*Work to do*. Rewrite every line of the records below as a JSON list of strings, one string per line, and leave out any blank lines.

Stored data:

####

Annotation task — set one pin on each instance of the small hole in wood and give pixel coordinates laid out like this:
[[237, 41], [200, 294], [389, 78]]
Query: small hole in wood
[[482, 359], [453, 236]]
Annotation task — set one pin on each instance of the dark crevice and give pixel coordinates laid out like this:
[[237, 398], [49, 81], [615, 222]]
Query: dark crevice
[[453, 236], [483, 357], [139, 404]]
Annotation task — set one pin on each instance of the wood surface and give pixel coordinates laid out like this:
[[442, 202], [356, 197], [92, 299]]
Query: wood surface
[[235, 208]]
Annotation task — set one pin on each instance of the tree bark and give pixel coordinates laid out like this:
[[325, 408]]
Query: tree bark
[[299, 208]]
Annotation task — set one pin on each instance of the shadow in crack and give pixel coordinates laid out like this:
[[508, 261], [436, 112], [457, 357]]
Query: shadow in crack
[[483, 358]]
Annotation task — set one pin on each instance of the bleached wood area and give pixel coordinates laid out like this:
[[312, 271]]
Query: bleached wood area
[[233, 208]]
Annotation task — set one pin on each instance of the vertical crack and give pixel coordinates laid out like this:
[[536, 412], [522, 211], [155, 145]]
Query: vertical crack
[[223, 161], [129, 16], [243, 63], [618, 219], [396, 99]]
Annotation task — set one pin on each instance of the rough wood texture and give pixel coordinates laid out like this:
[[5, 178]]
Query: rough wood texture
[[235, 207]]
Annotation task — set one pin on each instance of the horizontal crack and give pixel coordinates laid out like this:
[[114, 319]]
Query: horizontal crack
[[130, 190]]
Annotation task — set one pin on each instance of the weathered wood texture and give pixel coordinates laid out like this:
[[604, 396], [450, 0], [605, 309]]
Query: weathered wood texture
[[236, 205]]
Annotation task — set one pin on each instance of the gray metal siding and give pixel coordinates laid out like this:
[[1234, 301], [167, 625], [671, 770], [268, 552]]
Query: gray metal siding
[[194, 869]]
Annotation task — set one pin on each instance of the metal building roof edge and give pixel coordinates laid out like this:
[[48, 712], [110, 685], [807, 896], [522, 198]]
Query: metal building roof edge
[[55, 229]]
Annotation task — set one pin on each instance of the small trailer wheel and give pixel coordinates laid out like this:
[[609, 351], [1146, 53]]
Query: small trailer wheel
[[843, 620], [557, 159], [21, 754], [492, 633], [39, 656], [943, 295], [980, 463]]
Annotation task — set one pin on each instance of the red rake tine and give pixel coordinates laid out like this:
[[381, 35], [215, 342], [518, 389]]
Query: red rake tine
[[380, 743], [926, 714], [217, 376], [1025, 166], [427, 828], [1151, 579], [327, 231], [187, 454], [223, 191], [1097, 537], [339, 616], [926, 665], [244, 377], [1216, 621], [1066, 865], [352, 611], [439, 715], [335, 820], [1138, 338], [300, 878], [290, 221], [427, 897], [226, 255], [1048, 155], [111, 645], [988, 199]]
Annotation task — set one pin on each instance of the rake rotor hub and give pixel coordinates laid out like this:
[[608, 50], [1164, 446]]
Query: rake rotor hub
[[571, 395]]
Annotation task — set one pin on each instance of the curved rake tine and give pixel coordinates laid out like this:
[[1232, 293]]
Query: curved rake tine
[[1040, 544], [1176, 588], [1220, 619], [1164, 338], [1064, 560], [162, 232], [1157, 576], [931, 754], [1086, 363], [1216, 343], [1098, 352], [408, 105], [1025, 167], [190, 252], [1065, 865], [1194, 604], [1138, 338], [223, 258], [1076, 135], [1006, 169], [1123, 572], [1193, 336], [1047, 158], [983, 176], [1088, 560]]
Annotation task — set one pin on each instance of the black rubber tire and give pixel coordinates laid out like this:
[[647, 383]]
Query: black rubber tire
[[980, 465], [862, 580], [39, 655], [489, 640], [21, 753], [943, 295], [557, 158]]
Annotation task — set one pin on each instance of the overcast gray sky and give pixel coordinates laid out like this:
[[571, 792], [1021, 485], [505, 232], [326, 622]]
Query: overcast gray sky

####

*Exercise answer*.
[
  "Annotation task — set one pin on each instance of the small hole in wood and give pixel coordinates laid out like this:",
  "[[237, 41], [200, 294], [389, 78]]",
  "Query: small hole in wood",
  "[[482, 359], [453, 236]]",
  "Annotation task — set one pin on each instance of the dark crevice and give pixel coordinates laid out like this:",
  "[[237, 398], [49, 81], [615, 222]]",
  "Query: dark crevice",
  "[[453, 236], [483, 357], [139, 404]]",
  "Annotation task — set one pin on each instance of the wood surface and give pixel coordinates laid out like this:",
  "[[442, 202], [356, 197], [92, 299]]",
  "Query: wood surface",
  "[[235, 208]]",
  "Annotation task — set one pin on each instance of the tree bark and give pixel coordinates laid out like this:",
  "[[325, 408]]",
  "Query: tree bark",
  "[[299, 208]]",
  "Annotation task — set one pin on each instance of the shadow in crack and give pixel coordinates laid out like this:",
  "[[508, 261], [436, 112], [457, 357]]",
  "Query: shadow in crack",
  "[[483, 358]]",
  "Annotation task — set one pin on each instance of the bleached wood area and give pixel coordinates laid out like this:",
  "[[312, 271]]",
  "Query: bleached wood area",
  "[[233, 208]]",
  "Annotation task — set one pin on each instance of the vertical crack and give pixel coordinates laid out like this:",
  "[[536, 412], [522, 211], [155, 145]]",
  "Query: vertical crack",
  "[[223, 161], [129, 16], [243, 63], [618, 219], [396, 99]]",
  "Annotation task — set one pin on each instance of the rough wood texture and give pixel coordinates laid out like this:",
  "[[5, 178]]",
  "Query: rough wood texture",
  "[[235, 207]]",
  "Annotation task — set one pin on each instance of the horizontal crack and give pixel coordinates laid out like this:",
  "[[114, 319]]",
  "Query: horizontal crack",
  "[[130, 190]]",
  "Annotation task — set one pin on each instance of the weathered wood texture and give pixel coordinates laid out like this:",
  "[[604, 396], [450, 0], [605, 309]]",
  "Query: weathered wood texture",
  "[[236, 205]]",
  "Annotation task — set one pin on each instance of the gray metal siding and give pixel coordinates laid out like this:",
  "[[1234, 301], [167, 625], [671, 770], [268, 552]]",
  "Query: gray metal siding",
  "[[194, 869]]",
  "Annotation task — set one pin on each instance of the metal building roof edge and give pixel coordinates laid out like this:",
  "[[48, 712], [110, 685], [807, 896], [522, 198]]",
  "Query: metal building roof edge",
  "[[55, 229]]",
  "Annotation task — set one pin on each instance of the small trailer wheel and give pixel coordinates laid out like this:",
  "[[609, 351], [1146, 53]]",
  "Query: small trailer wheel",
  "[[843, 620], [557, 159], [21, 754], [492, 633], [39, 656], [943, 295], [980, 463]]",
  "Annotation task — set one pin on each instance of the red rake tine and give pixel coordinates laid out like this:",
  "[[381, 35], [215, 342], [518, 389]]",
  "Query: red rake tine",
  "[[380, 743], [926, 714], [217, 376], [1025, 166], [427, 828], [1151, 579], [327, 231], [187, 454], [223, 191], [1097, 537], [339, 616], [926, 665], [244, 377], [1216, 621], [1066, 865], [352, 611], [439, 715], [335, 820], [1138, 338], [300, 878], [290, 221], [427, 897], [226, 255], [1048, 155], [111, 645], [988, 199]]",
  "Annotation task — set one pin on each instance of the rake rotor hub and give pixel coordinates laid out like this:",
  "[[608, 50], [1164, 446]]",
  "Query: rake rotor hub",
  "[[571, 395]]",
  "Annotation task — set one pin on each instance of the curved rake tine and give pixel coordinates laid out like this:",
  "[[1232, 293]]",
  "Query: curved rake tine",
  "[[1040, 544], [1176, 588], [1220, 619], [1164, 338], [1064, 560], [162, 232], [1157, 576], [931, 754], [1086, 363], [1216, 343], [1098, 352], [408, 105], [1025, 167], [190, 252], [1065, 865], [1194, 604], [1138, 338], [223, 258], [1076, 135], [1006, 169], [1123, 572], [1193, 336], [1047, 158], [983, 176], [1088, 560]]",
  "Annotation task — set one pin on each instance of the black rubber tire and give pixel coordinates laid out like this:",
  "[[647, 383]]",
  "Query: black rubber tire",
  "[[980, 465], [862, 580], [39, 655], [489, 640], [21, 753], [943, 295], [557, 158]]",
  "Annotation task — set one pin on each instance of the overcast gray sky and give pixel coordinates laid out like this:",
  "[[571, 792], [1021, 485], [505, 232], [326, 622]]",
  "Query: overcast gray sky"
]